Outline annotation records
───
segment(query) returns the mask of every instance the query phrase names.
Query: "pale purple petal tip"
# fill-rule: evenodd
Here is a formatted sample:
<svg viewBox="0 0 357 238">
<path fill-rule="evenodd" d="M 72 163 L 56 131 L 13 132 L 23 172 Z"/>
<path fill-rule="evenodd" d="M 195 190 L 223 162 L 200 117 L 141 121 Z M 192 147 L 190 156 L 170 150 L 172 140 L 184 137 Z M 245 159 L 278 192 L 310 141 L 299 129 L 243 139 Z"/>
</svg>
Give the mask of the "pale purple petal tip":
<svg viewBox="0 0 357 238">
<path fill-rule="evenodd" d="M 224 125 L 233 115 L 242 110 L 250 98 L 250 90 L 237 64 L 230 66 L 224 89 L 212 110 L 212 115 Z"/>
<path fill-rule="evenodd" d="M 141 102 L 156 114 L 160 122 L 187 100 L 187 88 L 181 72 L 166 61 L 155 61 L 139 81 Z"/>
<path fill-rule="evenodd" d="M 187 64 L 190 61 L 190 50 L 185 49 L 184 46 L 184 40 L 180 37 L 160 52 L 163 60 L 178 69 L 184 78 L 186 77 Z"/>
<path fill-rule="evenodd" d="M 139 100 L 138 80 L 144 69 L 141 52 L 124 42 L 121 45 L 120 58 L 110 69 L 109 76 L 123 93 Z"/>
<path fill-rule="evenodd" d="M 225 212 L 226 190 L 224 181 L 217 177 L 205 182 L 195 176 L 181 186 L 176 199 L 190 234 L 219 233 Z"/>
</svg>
───
The request:
Change each occurrence of "pale purple" to "light violet" across all the records, keeping everything else the same.

Result of the task:
segment(query) returns the mask of every instance the query phrase names.
Query: "light violet petal tip"
# fill-rule: evenodd
Here is a formatted sample:
<svg viewBox="0 0 357 238">
<path fill-rule="evenodd" d="M 72 163 L 56 131 L 13 132 L 23 172 Z"/>
<path fill-rule="evenodd" d="M 195 190 L 223 162 L 200 117 L 141 121 Z M 192 147 L 190 156 L 170 150 L 172 140 L 184 137 Z M 245 159 L 278 192 L 310 141 L 299 129 L 243 139 Z"/>
</svg>
Give the mask of the "light violet petal tip":
<svg viewBox="0 0 357 238">
<path fill-rule="evenodd" d="M 224 125 L 233 115 L 242 110 L 250 98 L 250 90 L 237 64 L 230 66 L 224 89 L 212 110 L 212 115 Z"/>
<path fill-rule="evenodd" d="M 141 102 L 156 114 L 160 122 L 187 100 L 187 88 L 181 72 L 166 61 L 155 61 L 139 81 Z"/>
<path fill-rule="evenodd" d="M 187 64 L 190 61 L 190 50 L 185 49 L 184 46 L 184 40 L 180 37 L 160 52 L 163 60 L 178 69 L 184 78 L 186 77 Z"/>
<path fill-rule="evenodd" d="M 139 100 L 138 80 L 144 69 L 141 52 L 124 42 L 121 45 L 120 58 L 110 69 L 109 76 L 123 93 Z"/>
<path fill-rule="evenodd" d="M 225 212 L 226 190 L 224 181 L 217 177 L 205 182 L 195 176 L 181 186 L 176 199 L 190 234 L 219 233 Z"/>
</svg>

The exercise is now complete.